* [Exercise directions]: Continue the text on fitting the GPL model in Matlab, picking up right after its final sentence.

* [Source extract]:
::::
The GPL model requires the following .m file to be estimated using Newton-Raphson in Matlab:

% The @gpl_1 calls the following program that must be saved as gpl_1.m:

function yhat = gpl_1(beta,x)

yhat = beta(1)*abs(x-beta(3)).^beta(2)+beta(4);


%The following Matlab code will fit the model where x are the horizontal distances, y are the elevations.  You will need the stats toolbox to use the nlinfit routine.


beta=[1;1.5;2000;2000]

[beta,r,J]=nlinfit(x,y,@gpl_1,beta)


If you have convergence problems, I recommend that you add the following modified version of nlinfit that will allow more iterations before giving up.  You would copy the following m-file into a working directory:

nlinfit_mod1.m

Model Selection Criteria:

The GPL model is only one of many models that might work well for describing the shape of a given profile, and using only model assumes that it contains all the possible shapes of profiles that may be encountered.  Asymmetric profiles are a quick counter-example to assuming that the GPL model should be ubiquitously applied.
::::
Referring expression pointing records
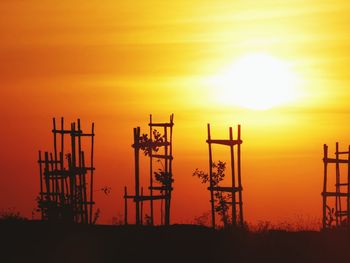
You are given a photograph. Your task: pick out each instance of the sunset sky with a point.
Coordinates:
(115, 62)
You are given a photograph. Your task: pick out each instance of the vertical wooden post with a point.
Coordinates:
(73, 172)
(241, 218)
(137, 174)
(55, 156)
(324, 193)
(47, 183)
(84, 201)
(211, 179)
(141, 212)
(92, 171)
(166, 170)
(337, 187)
(81, 174)
(125, 206)
(233, 198)
(170, 160)
(151, 168)
(53, 179)
(64, 185)
(41, 184)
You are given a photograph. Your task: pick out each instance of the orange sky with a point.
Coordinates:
(114, 63)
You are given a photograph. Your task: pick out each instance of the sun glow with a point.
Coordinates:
(256, 81)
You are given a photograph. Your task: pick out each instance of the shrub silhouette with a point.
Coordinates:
(221, 199)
::::
* [Expected output]:
Research is ongoing regarding the best model selection criterion to use for this set of nonlinear regression models.  Updates on results will be posted on this website.  For now, the PDC of Neath, Davies and Cavanaugh is favored for its performance in linear regression simulations and the minimal assumptions required in its derivations.



The following code will produce the PDC values as well as some other related criteria.  Research is ongoing related to assessing the optimal criteria to use for this application.  

% A small section of the code used to estimate the model selection criteria is provided, the model selection continues for the other eight models considered in a similar manner.  Someday I'll make this look a bit better but this gets at the basics.

minloc=input('Enter value of minimum location:')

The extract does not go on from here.